## PAGE TEXT:
--*--
The only object in the film that can remain unique is a porcelain figurine of a Japanese woman that Michael buys for his son. When he buys it, he means to go to a toy shop for a gift, but is misdirected by a cab driver and ends up in a shop filled with sex toys. There, he finds the figurine. Instead of going to a real toy store later, Michael buys his young son what is obviously some kind of odd antique sex toy. He doesn’t go to a different store because Michael doesn’t care. In his eyes, his own son isn’t even real. He’s just another fake being in Michael’s world. Beyond that, Michael finds something special in the figurine, and cannot let it go. The only thing that can remain unique in Michael’s mind is something that is, in itself, fake. He doesn’t believe in other people, but believes in the reality of this porcelain figurine. This is his subconscious solipsism. Deep down, he knows that the figurine can be unique indefinitely because it is actually fake. It has no reason, no need for individuality. Ironically, the organic organisms in Michael’s life that should be growing and remaining unique indefinitely do not while the figurine, that can never change or grow, maintains its individuality. As an inanimate object, it does not have the ability to lose its individuality as Lisa does
When two characters meet, they each create an idealized version of the other that can never be lived up to. This is a concept explored in a lot of contemporary art such as Netflix’s Bojack Horseman. Bojack always creates perfect versions of people that they can be, and realizes that “when you see someone as they really are, it ruins them.” It begs the question though, is it other people’s fault for not being the “perfect other,” or is it the protagonists fault for creating the image to begin with? Can it even be a fault when it’s something innate and unintentional? Nobody tries to build the perfect image of the other, but when the fantasy falls apart, everyone is broken.
--*--
## DATA:
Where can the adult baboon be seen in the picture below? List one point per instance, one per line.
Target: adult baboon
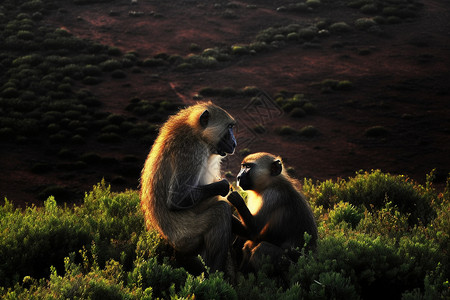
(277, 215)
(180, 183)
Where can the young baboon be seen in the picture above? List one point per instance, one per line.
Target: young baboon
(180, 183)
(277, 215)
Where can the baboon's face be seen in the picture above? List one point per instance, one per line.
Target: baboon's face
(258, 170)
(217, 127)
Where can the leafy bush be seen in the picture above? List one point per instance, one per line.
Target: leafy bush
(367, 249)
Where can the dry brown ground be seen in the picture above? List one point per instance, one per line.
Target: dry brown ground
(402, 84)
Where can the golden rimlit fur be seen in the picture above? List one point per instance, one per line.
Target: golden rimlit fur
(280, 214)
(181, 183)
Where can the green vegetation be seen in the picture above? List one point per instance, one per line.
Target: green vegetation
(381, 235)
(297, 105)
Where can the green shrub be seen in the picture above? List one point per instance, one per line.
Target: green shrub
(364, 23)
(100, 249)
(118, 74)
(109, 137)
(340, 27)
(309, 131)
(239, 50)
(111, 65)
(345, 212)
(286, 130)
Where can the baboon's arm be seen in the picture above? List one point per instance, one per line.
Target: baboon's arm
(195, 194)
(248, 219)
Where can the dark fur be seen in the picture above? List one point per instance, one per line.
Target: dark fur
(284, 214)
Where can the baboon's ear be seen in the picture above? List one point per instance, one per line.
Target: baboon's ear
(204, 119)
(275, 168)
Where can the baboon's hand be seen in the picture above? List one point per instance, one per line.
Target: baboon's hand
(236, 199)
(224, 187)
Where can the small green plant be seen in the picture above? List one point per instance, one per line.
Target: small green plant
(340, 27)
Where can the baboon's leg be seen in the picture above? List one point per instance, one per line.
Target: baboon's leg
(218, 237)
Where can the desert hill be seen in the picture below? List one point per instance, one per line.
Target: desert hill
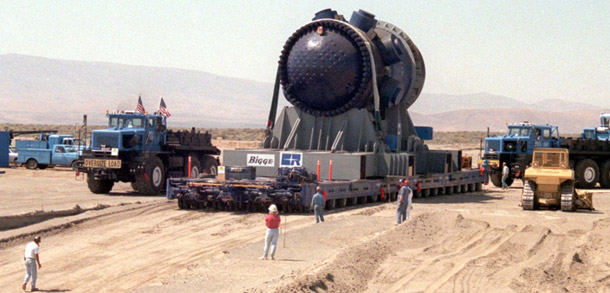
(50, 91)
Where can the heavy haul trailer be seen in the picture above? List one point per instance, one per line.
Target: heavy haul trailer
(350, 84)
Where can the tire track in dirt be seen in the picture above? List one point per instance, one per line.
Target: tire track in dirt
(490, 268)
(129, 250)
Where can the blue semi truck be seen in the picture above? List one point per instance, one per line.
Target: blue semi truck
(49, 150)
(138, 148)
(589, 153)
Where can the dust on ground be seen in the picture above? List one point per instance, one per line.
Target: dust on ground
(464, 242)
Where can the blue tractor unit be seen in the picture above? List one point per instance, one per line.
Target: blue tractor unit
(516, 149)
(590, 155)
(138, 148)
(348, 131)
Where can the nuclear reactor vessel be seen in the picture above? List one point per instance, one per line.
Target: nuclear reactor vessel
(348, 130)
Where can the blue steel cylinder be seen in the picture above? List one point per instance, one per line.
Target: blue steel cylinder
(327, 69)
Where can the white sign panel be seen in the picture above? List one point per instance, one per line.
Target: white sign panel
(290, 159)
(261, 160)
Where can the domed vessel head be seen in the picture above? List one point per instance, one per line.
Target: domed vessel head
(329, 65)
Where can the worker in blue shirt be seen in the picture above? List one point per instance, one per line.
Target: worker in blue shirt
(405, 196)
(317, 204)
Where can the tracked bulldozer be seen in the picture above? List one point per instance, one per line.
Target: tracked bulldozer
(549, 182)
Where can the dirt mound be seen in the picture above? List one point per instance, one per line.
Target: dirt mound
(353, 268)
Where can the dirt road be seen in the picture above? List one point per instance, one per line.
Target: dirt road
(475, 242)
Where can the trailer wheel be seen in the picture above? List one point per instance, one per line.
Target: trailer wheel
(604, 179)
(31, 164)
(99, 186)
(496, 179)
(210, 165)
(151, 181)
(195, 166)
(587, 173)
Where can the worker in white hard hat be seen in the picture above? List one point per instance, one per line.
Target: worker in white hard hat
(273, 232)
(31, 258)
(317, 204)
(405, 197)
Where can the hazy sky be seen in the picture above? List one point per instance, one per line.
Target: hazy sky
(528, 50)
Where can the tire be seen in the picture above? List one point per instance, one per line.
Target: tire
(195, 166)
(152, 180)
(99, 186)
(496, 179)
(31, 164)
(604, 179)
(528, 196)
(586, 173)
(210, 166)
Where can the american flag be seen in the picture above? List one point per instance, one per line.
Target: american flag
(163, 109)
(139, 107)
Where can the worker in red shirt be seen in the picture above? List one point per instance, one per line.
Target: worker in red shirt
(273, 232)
--*--
## GIVEN TASK:
In the passage about the film, what gift does Michael buy for his son?

## SOLUTION TO THIS EXERCISE:
A porcelain figurine of a Japanese woman.